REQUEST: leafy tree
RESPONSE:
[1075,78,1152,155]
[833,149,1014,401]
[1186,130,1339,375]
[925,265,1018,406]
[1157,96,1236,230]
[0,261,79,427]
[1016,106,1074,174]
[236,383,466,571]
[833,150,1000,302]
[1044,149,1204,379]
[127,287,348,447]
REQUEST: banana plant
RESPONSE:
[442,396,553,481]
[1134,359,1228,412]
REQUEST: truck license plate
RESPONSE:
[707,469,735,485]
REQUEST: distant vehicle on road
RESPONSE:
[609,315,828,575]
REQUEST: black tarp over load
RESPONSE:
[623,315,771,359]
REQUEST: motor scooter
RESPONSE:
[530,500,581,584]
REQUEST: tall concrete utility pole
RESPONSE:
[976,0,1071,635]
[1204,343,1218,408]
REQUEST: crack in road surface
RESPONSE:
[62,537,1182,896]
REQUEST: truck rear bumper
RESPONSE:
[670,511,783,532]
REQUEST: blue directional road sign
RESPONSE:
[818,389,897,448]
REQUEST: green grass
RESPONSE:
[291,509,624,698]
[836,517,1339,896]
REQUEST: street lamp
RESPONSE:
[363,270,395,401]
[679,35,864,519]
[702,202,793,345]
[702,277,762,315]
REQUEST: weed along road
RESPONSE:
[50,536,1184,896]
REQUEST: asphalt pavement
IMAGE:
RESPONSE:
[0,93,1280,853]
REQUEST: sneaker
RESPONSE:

....................

**Stated goal:**
Update the lines starting with the one that contains "REQUEST: banana plant" and going on through the end of the lines, changing every "road" to "street" and leaving everything else unchanged.

**Task result:**
REQUEST: banana plant
RESPONSE:
[442,396,553,481]
[1134,359,1228,412]
REQUEST: truck license plate
RESPONSE:
[707,469,735,485]
REQUEST: distant vehicle on street
RESPONSE:
[609,315,828,575]
REQUEST: black tarp over load
RESPONSE:
[623,315,771,359]
REQUEST: motor scooter
RESPONSE:
[530,500,581,584]
REQUEST: tall concrete utility pole
RESPONSE:
[976,0,1071,635]
[1204,343,1218,408]
REQUEST: crack in street surface
RESPONSE:
[62,537,1182,896]
REQUEST: truck rear bumper
RESPONSE:
[670,511,783,532]
REQUEST: blue directional street sign
RESPONSE:
[818,389,897,448]
REQUEST: green grass
RESPONSE:
[291,509,624,698]
[836,517,1339,896]
REQUEST: street lamp
RESPONSE:
[363,270,395,401]
[679,35,864,519]
[702,202,793,345]
[702,277,762,315]
REQUEST: weed along street
RESPONSE:
[50,536,1184,896]
REQUEST: asphalt pavement
IMAGE:
RESPONSE:
[0,93,1280,853]
REQUEST: sneaker
RESPONSE:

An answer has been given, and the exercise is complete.